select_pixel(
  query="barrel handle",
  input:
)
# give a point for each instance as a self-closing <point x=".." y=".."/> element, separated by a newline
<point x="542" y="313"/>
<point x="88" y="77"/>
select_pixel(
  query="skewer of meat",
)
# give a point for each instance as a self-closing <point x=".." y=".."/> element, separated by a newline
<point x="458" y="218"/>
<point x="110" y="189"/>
++++++++++++++++++++
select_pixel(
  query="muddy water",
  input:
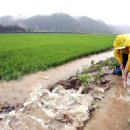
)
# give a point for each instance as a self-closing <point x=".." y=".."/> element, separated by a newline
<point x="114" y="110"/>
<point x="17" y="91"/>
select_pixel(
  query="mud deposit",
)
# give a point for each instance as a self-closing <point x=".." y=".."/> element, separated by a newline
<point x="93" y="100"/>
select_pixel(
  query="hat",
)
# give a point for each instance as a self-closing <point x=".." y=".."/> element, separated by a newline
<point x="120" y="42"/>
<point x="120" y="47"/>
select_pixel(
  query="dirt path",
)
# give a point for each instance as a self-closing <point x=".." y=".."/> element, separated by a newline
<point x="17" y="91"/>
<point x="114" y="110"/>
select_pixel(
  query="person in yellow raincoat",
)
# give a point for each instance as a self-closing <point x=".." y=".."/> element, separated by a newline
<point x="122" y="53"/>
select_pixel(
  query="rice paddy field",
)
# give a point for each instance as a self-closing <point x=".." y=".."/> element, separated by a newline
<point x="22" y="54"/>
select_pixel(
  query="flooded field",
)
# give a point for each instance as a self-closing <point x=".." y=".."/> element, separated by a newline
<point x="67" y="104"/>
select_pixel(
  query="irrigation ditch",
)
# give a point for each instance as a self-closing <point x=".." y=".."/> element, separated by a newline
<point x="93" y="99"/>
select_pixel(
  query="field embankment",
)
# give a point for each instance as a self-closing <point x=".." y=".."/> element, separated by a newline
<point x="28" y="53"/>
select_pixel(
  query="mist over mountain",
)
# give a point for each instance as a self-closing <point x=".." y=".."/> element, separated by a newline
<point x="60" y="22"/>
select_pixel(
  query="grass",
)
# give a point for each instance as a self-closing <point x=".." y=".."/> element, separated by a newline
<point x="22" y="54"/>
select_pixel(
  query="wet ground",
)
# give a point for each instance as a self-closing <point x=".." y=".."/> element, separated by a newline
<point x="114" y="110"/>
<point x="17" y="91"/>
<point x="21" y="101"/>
++++++++++++++++++++
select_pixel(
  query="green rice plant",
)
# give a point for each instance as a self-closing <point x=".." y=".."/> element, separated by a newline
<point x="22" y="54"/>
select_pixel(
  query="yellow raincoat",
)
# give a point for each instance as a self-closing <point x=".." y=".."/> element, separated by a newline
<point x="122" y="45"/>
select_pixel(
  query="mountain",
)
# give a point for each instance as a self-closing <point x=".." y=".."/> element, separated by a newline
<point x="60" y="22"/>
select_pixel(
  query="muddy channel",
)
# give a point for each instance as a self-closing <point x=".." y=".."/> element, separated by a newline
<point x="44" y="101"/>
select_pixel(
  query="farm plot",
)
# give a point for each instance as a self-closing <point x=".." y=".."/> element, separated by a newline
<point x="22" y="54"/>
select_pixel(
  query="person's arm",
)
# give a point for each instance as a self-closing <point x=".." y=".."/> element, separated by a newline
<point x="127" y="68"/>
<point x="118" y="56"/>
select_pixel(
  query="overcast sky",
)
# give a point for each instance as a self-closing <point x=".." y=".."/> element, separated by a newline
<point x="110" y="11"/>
++++++++++++++++++++
» **ABOUT THIS TASK**:
What lines above contain the word "muddy"? Please copy each one.

» **WRITTEN RESPONSE**:
  query="muddy water",
  query="muddy channel",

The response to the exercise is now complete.